- INPUT MATERIAL:
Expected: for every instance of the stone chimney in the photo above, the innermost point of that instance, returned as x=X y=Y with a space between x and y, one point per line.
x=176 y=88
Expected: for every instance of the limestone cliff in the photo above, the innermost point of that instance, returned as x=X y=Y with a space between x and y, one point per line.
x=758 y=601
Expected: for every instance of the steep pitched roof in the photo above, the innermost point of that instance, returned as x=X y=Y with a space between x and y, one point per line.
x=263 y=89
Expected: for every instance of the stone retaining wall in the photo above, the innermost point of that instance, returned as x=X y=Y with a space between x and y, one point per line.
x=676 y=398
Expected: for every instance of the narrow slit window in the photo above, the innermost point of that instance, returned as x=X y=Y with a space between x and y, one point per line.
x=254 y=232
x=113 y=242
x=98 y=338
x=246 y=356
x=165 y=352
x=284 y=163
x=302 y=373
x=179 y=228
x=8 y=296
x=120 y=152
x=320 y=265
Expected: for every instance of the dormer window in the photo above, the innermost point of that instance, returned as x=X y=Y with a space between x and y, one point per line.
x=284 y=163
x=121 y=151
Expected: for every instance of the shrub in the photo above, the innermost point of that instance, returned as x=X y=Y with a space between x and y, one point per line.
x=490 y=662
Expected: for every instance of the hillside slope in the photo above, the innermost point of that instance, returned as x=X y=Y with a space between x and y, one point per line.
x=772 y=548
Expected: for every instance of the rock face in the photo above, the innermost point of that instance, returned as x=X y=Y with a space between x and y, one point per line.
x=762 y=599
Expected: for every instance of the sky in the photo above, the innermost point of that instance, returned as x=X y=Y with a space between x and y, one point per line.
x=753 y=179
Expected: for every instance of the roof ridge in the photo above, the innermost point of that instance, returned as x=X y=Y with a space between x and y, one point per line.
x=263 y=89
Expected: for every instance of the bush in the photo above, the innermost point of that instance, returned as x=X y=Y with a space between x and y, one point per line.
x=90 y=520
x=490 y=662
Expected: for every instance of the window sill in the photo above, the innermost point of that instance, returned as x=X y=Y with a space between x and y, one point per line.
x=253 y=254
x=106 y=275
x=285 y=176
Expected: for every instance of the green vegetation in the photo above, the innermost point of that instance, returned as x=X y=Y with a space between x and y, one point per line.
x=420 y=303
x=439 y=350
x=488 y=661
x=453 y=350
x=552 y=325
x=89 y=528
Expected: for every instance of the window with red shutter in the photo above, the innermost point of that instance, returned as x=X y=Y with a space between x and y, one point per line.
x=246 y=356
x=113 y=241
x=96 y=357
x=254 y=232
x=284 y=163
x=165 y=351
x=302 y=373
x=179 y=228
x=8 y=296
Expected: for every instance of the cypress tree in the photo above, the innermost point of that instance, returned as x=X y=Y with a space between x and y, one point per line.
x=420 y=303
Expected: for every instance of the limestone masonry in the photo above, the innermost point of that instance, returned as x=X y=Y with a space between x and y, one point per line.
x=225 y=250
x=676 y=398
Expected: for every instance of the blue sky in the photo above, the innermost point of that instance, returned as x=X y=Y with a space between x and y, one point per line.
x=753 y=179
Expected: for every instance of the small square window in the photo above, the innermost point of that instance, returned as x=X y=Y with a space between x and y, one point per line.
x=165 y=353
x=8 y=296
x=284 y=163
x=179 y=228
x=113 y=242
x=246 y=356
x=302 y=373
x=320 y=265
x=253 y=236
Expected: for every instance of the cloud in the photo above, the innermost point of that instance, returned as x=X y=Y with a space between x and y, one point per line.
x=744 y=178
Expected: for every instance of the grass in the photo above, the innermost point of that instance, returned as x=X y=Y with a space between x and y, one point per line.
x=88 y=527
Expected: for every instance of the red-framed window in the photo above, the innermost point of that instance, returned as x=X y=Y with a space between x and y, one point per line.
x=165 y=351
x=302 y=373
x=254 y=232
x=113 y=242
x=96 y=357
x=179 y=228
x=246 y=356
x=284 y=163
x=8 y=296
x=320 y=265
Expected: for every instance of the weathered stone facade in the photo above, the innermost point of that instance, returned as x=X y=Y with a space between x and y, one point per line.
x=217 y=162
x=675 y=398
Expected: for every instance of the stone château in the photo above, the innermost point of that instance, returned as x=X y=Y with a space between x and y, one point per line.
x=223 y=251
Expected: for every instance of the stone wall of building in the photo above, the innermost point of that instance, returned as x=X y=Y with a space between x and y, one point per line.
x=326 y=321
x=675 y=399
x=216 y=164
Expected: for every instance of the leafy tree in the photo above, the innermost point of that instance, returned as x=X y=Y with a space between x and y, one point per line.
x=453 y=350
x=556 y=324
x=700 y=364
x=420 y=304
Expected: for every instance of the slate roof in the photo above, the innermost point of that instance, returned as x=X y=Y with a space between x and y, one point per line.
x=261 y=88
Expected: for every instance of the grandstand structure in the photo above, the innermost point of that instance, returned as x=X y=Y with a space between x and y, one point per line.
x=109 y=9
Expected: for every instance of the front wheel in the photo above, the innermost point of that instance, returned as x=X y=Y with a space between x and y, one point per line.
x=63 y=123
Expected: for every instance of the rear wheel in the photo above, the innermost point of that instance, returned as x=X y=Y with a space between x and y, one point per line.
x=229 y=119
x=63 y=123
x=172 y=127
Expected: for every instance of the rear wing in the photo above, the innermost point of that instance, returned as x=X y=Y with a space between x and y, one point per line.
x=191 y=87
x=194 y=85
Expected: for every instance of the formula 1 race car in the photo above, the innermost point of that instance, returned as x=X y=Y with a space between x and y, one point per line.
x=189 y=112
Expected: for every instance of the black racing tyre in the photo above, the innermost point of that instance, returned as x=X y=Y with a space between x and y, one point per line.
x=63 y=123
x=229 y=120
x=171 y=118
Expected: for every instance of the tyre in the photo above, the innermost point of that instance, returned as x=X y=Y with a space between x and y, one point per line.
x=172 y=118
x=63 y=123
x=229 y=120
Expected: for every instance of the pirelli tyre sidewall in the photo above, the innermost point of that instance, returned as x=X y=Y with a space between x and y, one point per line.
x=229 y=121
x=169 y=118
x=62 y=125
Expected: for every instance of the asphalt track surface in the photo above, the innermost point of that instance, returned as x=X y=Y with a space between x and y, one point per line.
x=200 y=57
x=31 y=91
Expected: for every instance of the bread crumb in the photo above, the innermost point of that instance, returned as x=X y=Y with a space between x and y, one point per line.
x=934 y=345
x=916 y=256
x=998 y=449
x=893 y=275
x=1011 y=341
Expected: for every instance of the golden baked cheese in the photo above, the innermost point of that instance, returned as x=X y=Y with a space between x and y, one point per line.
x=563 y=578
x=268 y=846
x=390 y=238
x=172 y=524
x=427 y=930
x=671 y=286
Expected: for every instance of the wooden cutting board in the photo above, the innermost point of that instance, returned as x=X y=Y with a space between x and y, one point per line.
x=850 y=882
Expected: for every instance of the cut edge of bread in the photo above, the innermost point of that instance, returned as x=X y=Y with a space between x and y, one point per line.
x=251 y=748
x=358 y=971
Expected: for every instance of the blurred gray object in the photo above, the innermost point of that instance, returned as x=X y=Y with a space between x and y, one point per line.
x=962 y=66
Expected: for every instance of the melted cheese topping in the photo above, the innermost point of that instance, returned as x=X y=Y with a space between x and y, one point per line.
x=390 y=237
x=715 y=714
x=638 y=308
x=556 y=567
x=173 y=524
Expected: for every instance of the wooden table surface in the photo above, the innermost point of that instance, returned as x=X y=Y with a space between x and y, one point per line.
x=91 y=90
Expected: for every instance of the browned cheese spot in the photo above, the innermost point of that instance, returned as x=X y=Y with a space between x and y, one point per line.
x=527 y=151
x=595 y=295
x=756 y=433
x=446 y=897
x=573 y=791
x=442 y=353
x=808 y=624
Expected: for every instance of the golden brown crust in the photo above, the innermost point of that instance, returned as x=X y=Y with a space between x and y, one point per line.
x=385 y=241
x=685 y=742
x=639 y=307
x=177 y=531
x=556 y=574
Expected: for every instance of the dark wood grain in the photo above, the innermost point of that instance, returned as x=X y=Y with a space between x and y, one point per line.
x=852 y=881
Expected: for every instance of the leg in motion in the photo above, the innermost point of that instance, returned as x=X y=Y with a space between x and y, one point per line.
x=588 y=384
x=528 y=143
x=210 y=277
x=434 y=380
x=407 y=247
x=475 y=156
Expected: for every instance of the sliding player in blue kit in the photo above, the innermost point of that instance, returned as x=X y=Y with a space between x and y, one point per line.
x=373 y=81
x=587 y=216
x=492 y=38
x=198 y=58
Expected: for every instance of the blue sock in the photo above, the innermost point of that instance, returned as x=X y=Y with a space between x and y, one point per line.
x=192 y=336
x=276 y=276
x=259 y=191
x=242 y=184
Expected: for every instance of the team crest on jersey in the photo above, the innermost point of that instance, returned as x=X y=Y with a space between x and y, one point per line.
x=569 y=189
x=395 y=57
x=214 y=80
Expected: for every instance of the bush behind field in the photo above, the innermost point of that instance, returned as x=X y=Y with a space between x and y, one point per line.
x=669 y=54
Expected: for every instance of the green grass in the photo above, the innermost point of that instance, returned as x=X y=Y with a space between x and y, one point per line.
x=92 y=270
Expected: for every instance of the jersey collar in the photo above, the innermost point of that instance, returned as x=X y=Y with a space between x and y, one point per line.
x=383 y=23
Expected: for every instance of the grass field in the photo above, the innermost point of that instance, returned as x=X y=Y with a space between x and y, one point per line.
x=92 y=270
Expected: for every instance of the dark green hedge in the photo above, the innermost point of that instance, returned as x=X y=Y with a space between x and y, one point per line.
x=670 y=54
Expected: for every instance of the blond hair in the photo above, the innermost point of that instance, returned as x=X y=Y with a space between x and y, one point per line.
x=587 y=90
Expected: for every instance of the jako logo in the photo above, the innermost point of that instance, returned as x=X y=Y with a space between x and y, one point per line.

- WHAT IS EXPECTED: Extract, exactly, the lines above that begin at the line containing "Expected: for every instance of the bush behind" and end at the final line of the records; add no other text.

- SOLUTION TO THIS PROBLEM:
Expected: for every instance of the bush behind field in the photo above, the innermost point of that instance, returned as x=X y=Y with a space between x and y, one point per line.
x=669 y=54
Expected: for every instance of the green grass in the photo above, the innermost point of that instance, returned as x=X y=Y with a space between x and y, one point per line.
x=92 y=270
Expected: for every instance of the jersey collar in the photo above, the innermost point of that instance, returned as x=X y=Y with a space between x and y, one point per line.
x=383 y=23
Expected: for every instance of the grass field in the photo above, the innermost point of that instance, returned as x=X y=Y with a space between x and y, one point per line.
x=92 y=270
Expected: for every instance of the dark green hedge in the photo above, the innermost point of that instance, returned as x=X y=Y with a space between x and y, one point per line.
x=670 y=54
Expected: for every instance of the blond hair in the photo above, the innermost point of that instance, returned as x=X y=Y with a space between x and y, one point per line.
x=587 y=90
Expected: for every instance of the jako logo in the photo above, the innermost point of that instance, returned as x=X y=Y with a space between x and y, one point per line.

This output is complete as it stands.